== Records for processing

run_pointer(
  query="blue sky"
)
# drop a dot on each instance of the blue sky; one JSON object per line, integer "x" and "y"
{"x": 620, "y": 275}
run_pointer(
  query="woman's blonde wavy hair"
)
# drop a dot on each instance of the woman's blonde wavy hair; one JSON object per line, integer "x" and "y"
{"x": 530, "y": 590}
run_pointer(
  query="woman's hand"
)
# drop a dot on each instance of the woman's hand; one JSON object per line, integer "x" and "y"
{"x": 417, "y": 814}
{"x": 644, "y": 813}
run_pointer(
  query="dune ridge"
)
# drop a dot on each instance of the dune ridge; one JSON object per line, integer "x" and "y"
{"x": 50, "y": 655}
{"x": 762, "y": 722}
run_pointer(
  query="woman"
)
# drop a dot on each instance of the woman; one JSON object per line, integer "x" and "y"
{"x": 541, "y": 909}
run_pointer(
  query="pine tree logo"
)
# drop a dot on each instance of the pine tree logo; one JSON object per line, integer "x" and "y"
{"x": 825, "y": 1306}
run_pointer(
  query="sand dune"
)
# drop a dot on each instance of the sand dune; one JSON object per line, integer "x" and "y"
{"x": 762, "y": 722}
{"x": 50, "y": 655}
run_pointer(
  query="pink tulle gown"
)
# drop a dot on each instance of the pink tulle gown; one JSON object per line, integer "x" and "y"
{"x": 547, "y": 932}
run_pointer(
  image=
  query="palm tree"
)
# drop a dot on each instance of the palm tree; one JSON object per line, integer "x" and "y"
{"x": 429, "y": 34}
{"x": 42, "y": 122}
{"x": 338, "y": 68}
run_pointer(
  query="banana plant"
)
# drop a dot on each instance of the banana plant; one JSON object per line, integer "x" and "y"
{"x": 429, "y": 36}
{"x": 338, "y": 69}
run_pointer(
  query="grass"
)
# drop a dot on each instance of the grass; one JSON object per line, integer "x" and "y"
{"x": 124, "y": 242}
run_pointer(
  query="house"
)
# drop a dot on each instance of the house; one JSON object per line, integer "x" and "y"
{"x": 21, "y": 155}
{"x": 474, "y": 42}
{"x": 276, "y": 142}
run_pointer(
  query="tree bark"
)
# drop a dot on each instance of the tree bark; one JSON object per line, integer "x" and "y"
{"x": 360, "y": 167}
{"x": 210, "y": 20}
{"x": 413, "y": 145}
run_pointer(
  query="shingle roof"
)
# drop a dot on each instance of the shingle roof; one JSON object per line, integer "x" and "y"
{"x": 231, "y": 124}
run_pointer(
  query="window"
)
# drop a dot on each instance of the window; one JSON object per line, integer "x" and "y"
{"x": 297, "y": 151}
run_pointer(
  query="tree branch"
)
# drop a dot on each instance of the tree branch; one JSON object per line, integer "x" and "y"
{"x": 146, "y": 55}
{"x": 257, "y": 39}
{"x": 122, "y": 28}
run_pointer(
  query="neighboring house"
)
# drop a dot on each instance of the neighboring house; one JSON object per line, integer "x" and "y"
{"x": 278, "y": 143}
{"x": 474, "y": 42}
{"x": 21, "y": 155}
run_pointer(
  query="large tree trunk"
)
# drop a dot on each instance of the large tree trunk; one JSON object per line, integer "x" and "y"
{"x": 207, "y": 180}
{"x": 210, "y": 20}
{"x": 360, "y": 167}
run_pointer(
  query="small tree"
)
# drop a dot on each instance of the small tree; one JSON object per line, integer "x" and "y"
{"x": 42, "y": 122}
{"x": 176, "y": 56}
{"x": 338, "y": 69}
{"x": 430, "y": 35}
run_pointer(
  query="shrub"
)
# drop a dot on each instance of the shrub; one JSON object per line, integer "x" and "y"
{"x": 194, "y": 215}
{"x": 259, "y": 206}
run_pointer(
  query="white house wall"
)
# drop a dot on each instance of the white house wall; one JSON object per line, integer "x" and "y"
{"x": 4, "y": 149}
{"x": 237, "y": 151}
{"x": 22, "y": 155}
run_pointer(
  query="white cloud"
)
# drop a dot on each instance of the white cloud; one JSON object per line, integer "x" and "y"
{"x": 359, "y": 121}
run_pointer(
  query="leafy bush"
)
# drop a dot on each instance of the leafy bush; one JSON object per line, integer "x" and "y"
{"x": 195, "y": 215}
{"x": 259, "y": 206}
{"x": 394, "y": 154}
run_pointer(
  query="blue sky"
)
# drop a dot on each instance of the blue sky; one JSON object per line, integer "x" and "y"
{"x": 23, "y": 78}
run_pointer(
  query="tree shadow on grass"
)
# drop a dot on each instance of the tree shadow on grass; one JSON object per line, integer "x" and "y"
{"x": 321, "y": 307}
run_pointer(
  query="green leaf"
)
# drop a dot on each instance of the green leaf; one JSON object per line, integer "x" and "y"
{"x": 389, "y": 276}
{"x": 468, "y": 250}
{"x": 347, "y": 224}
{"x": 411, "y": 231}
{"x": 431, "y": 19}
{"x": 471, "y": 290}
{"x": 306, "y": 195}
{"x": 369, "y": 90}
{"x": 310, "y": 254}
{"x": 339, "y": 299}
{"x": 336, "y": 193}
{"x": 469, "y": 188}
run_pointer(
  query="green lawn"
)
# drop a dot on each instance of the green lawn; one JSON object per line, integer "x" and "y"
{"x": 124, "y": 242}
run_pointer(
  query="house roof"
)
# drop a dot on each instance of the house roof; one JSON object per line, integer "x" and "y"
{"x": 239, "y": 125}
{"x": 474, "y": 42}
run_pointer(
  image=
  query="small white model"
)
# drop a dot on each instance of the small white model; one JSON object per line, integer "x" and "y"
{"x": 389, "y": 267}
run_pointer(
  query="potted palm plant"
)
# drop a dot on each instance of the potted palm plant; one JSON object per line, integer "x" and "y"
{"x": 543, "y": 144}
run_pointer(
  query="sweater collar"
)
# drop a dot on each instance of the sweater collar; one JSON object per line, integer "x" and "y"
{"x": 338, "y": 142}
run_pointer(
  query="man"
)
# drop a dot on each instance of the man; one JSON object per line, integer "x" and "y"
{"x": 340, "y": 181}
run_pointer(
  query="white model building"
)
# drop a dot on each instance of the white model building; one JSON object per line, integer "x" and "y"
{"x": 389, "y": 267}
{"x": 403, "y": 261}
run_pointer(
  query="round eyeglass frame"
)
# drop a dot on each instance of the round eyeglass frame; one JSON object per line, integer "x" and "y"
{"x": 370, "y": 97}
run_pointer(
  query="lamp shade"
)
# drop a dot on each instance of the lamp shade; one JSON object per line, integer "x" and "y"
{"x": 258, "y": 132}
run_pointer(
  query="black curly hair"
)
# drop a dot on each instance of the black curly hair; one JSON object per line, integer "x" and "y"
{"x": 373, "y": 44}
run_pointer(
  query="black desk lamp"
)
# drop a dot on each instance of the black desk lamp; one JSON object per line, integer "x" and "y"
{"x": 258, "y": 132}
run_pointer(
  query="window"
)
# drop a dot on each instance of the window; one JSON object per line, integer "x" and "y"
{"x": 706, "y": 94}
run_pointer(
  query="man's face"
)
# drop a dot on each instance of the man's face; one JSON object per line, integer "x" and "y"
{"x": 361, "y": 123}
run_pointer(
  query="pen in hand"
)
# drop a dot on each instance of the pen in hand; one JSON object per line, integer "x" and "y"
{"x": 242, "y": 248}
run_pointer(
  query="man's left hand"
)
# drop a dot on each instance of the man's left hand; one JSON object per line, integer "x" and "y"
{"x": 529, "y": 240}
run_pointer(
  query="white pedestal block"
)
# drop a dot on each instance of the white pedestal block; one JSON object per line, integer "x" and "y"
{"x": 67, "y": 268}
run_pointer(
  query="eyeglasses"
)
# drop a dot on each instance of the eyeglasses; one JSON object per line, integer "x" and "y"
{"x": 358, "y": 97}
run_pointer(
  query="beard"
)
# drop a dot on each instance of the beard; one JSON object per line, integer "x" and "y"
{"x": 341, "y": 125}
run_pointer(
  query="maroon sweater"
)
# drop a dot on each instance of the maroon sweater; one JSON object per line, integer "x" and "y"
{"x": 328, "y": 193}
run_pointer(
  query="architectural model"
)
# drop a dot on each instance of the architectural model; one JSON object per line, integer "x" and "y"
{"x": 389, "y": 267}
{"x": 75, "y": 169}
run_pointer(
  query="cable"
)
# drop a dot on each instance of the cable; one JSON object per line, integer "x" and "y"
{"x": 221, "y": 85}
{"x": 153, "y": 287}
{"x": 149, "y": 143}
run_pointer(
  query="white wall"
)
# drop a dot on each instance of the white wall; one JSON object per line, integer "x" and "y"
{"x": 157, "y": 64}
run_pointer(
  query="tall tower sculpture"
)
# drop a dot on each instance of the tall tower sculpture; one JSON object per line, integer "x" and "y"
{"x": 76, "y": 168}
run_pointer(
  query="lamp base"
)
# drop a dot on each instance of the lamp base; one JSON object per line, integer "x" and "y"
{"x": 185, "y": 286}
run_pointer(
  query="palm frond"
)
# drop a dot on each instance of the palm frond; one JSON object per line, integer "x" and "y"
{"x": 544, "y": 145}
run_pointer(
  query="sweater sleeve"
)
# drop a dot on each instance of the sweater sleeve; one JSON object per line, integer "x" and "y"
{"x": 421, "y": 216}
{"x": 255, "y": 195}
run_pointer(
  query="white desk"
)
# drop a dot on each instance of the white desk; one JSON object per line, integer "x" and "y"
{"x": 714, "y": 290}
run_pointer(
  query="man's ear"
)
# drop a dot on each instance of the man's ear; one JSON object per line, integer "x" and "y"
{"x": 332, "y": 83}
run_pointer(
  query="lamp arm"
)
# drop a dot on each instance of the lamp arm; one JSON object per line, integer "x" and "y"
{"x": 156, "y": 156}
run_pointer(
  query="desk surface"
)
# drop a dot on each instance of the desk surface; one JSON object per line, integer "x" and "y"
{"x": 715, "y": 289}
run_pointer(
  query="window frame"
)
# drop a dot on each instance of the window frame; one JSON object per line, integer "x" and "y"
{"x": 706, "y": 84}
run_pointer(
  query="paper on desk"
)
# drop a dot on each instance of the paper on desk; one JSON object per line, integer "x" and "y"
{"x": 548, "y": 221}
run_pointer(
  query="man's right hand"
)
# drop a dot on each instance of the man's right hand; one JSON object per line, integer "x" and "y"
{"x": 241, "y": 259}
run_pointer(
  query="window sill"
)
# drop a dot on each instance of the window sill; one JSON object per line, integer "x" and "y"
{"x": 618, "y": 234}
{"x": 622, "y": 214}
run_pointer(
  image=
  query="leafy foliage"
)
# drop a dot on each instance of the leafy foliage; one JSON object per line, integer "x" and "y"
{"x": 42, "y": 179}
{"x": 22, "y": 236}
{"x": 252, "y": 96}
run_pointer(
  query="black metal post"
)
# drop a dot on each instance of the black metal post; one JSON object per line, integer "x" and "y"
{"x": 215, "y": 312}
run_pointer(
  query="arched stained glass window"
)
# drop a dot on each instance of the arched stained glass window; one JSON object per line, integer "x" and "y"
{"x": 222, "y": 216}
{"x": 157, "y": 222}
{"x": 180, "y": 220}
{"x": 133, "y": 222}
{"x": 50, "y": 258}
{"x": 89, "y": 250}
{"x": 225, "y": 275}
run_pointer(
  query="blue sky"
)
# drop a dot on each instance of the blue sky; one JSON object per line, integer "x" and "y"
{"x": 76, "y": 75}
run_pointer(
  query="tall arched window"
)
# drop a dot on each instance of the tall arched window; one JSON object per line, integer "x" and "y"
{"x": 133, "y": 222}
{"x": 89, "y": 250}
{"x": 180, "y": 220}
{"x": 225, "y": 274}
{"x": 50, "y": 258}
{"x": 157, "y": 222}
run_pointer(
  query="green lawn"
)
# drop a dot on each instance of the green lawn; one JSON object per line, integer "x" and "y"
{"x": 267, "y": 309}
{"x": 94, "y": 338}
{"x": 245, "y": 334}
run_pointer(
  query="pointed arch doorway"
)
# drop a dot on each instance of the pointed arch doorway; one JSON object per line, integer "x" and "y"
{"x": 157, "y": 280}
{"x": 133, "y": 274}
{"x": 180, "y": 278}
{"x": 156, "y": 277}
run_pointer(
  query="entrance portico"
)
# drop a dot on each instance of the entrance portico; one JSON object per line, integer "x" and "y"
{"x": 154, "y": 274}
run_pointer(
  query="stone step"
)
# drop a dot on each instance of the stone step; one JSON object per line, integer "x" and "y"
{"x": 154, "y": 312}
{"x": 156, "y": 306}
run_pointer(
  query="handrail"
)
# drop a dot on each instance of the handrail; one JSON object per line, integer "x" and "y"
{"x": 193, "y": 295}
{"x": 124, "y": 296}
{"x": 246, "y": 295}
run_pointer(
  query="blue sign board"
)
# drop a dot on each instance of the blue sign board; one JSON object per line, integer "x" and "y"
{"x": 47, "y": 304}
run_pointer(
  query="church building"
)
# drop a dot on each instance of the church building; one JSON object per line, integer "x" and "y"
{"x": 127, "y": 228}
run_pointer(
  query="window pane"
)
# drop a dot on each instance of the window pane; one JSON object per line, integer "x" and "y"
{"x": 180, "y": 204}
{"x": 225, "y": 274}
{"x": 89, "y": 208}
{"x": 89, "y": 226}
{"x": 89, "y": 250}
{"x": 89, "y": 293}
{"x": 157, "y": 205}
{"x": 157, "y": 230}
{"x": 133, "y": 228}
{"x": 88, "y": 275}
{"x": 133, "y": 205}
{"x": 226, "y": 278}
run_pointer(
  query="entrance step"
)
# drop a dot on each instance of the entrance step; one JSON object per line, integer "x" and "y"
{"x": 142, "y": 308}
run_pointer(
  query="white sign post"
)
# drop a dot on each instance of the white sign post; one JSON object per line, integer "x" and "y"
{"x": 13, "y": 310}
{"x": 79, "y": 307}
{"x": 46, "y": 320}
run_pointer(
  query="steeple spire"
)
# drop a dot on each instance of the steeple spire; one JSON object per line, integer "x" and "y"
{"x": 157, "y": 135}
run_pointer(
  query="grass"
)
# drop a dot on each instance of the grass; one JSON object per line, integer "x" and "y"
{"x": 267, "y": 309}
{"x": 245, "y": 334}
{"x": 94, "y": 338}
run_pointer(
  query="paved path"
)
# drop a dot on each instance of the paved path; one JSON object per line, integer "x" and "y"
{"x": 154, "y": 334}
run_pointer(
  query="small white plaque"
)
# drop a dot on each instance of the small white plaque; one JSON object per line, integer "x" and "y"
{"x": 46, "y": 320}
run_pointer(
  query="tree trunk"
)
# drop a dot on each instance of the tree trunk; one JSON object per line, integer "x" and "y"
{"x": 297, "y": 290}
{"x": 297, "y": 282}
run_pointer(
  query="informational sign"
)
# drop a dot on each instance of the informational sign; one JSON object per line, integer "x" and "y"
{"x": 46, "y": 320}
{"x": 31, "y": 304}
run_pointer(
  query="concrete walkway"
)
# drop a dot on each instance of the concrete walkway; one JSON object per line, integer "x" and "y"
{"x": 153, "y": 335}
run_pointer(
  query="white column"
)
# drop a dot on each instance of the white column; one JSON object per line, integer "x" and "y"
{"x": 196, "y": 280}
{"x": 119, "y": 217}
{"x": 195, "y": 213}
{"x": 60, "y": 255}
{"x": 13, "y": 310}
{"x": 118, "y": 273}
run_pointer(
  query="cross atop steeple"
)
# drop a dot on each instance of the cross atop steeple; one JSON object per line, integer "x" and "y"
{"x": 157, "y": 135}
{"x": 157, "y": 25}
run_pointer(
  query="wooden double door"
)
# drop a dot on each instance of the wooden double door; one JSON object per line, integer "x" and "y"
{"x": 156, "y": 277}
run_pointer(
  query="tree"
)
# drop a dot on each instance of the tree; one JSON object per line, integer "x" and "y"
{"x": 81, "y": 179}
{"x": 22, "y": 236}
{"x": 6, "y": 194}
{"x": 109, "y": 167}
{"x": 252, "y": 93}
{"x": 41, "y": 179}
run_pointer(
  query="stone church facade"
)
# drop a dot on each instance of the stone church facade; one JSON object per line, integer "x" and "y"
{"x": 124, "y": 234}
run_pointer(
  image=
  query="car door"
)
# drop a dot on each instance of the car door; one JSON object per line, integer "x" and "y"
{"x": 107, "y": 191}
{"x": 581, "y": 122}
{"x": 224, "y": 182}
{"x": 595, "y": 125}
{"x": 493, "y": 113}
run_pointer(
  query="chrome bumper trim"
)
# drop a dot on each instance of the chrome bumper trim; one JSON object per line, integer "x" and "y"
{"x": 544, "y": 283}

====

| Task directions |
Extract every line of the records above that contains the string "pine".

| Response to this task |
  query="pine tree logo"
# drop a dot on each instance of the pine tree logo; one JSON object per line, integer "x" and "y"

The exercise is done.